TEKS BACAAN:
"""
Rabu, 16 Desember 2015

TRADISI KEBUDAYAAN MARPANGIR



MAKALAH 
SEJARAH KEBUDAYAAN ISLAM
Akulturasi kebudayaan islam marpangir
DOSEN PENGAMPU : Bpk  Suyanto, S.sos., M.si 
Di susun oleh :
Nur Alfi Hasanah                         15230057


KATA PENGANTAR



          Assalamu’alaikum wr.wb

Segala puji bagi Alloh SWT yang telah memberikan rahmat dan hidayahnya kepada kita sehingga makalah ini dapat terselesaikan dengan tepat waktu.
          Dalam makalah ini kami akan memberikan contoh akulturasi kebudayaan islam. Materi yang akan kami angkat disini ialah marpangir yaitu kebudayaan yang berasal dari Sumatra. Demikian makalah ini kami buat, kami sadar  bahwa dalam makalah ini masih banyak sekali kekurangan. Maka kritik dan saran yang membangun  demi kesempurnaan makalah sangat kami harapkan.   

Wassalamu’alaikum Wr. Wb


                                                                  



                   Yogyakarta, 22  November 2015
                                                                            
                                                                            
                                                                                         Penyusun
BAB I
PENDAHULUAN
A.   Latar belakang
Setiap daerah di Indonesia pasti memiliki kebudayaan, kebudayan itu bermacam-macam antara lain kebudayaan kesenian, kebudayaan keagamaan dan lain-lain. Seringkali terjadi akulturasi maupun asimilasi dari kebudayaan-kebudayaan yang ada. Tradisi-tradisi peninggalan sejak nenek moyang banyak yang masih dilakukan dizaman modern sekarang ini,salah satunya akan dibahas dalam makalah ini. Dalam makalah ini kami akan membahas tentang akulturasi kebudayaan islam. Marpangir merupakan kebudayaan atau tradisi mandi keramas yang dilakukan sehari sebelum bulan puasa yang dilakukan oleh orang-orang Sumatra yang bertujuan untuk menyambut bulan suci romadhon.
B.   Rumusan masalah
1.     Apa itu mandi marpangir?
2.     Bagaimana ritualnya?

C.   Tujuan
Tujuan dibuatnya makalah ini tidak lain dan tidak bukan adalah untuk memberikan iformasi kepada pembaca mengenai tradisi nenek moyang yang masih dijalankan oleh masyarakat Sumatra, yaitu marpangir.
"""
BARIS DATA:
"""
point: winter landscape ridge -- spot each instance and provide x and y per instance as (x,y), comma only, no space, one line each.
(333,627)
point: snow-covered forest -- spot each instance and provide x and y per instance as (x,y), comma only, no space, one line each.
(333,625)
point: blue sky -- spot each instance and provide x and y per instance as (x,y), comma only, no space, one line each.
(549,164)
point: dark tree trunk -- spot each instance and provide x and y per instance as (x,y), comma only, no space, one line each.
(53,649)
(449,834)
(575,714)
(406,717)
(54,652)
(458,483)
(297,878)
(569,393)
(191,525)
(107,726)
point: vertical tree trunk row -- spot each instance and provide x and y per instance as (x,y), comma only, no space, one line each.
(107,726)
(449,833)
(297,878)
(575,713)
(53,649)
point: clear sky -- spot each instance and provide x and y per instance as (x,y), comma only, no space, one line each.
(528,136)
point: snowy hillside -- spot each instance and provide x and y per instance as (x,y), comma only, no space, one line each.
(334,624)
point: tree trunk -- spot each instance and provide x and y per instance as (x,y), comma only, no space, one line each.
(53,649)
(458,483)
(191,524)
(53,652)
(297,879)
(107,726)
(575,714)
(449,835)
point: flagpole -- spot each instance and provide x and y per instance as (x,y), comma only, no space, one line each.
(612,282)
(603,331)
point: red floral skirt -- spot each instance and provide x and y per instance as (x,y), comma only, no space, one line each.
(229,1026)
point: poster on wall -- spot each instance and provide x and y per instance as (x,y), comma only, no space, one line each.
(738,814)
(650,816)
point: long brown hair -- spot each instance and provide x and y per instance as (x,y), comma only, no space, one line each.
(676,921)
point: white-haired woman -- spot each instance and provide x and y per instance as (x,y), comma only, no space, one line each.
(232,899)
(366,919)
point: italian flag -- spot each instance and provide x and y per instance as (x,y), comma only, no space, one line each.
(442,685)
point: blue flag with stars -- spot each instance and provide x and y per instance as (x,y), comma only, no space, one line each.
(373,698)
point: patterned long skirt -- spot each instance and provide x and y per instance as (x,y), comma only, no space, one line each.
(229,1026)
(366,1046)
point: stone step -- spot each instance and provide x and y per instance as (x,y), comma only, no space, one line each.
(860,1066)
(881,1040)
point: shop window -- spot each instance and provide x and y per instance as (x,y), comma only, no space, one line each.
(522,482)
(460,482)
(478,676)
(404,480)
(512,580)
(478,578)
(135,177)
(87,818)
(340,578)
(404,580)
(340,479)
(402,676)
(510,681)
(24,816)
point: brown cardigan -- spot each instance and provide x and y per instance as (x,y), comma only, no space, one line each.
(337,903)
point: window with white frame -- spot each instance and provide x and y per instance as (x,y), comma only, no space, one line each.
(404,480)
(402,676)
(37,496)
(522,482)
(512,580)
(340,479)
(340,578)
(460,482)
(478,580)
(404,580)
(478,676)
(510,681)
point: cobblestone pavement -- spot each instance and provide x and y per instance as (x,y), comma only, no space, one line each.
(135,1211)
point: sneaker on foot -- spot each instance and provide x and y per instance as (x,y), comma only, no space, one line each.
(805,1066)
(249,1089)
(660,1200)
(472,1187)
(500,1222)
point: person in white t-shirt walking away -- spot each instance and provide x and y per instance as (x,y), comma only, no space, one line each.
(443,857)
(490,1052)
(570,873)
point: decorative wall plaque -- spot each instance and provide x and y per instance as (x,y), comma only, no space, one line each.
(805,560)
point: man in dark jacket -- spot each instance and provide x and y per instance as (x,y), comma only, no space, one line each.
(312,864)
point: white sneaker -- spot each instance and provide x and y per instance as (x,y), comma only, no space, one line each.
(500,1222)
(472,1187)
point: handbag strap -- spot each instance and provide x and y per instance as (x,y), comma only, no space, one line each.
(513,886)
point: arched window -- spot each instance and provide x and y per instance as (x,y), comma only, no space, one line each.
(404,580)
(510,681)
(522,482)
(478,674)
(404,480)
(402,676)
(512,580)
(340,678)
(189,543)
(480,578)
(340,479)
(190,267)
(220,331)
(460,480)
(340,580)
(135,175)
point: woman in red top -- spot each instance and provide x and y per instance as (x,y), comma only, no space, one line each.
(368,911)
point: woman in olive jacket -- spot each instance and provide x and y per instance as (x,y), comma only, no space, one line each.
"""
BAGIAN LATIHAN:
- 1) Tuliskan kembali bagian teks tentang tradisi marpangir yang diawali dengan kata-kata yang memuat "KATA PENGANTAR" dan diakhiri dengan "dengan tepat waktu.".
- 2) Lanjutkan teks tentang tradisi marpangir dari kalimat terakhir yang ditampilkan.

DAFTAR JAWABAN:
- 1)
KATA PENGANTAR



          Assalamu’alaikum wr.wb

Segala puji bagi Alloh SWT yang telah memberikan rahmat dan hidayahnya kepada kita sehingga makalah ini dapat terselesaikan dengan tepat waktu.

- 2)
BAB II
PEMBAHASAN
A.   Tradisi marpangir
Secara harfiah, marpangir merupakan tradisi mandi dan keramas (mencuci rambut) yang mempunyai makna pembersihan diri secara fisik dan batiniah, yang meskipun dilaksanakan berkaitan dengan momen keislaman, namun tidak ditemukan dalam ajaran para nabi. Ritual-ritual ini dianggap sebagai sisa-sisa dari kepercayaan Hindu, tepatnya tradisi yang dilaksanakan untuk menyucikan diri di Sungai Gangga, India. Akan tetapi dalam kepercayaan orang Jawa di Sumatera Utara, serta etnis lain yang menjalankannya, tradisi ini tidak dirujuk lagi sebagai tradisi yang berasal dari agama Hindu. Ini merupakan tradisi Islam yang terdapat pada beberapa etnik lain, yang membuat mereka mendapatkan kepuasan batin dan kenyamanan saat akan memasuki serta menjalankan ibadah di bulan Ramadhan. Sebuah tradisi yang tidak akan mudah dihilangkan. Tradisi “marpangir” (mandi pakai sejenis jeruk purut) sudah lama di kenal oleh masyarakat batak.   Hingga kini di daerah Sipirok tradisi marpangir masih dilakukan bahkan merupakan suatu ritual yang di umum dilakukan menjelang bulan puasa. Saudara kita yang muslim akan mandi marpangir bersama di batang aek.  Belakangan tradisi ini mulai di tinggalkan oleh beberapa orang batak toba, tidak jelas mulai kapan tradisi ini menjadi tidak populer, namun diduga karena tradisi marpangir dianggap bagian dari hasipelebeguon (kegelapan/animisme).
Konon para datu (dukun) selalu mensyarakatkan setiap pasiennya untuk marpangir, tentunya unte pangir yang dipakai mandi tersebut sudah harus di bawa ke dukun yang bersangkutan dan di bacakan mantera-mantera. Kemungkinan besar itulah yang membuat sebagian besar orang batak toba (kristen) menganggap marpangir menjadi bagian dari hasipelebeguon.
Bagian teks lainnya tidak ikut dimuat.